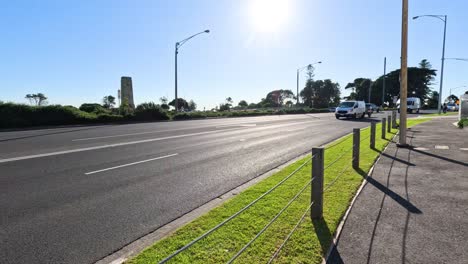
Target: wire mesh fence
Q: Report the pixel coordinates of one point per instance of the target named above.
...
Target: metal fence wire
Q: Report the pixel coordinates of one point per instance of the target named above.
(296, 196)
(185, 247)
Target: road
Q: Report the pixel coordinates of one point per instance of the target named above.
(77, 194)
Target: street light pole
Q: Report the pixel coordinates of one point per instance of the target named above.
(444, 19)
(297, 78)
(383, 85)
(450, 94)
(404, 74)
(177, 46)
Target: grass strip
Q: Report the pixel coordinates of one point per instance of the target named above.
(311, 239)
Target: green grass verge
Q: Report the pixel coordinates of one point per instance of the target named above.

# [Written request]
State how many rows above contain the string "fence", treating uppercase and lowercase as different. Give only the number.

# [The reply]
2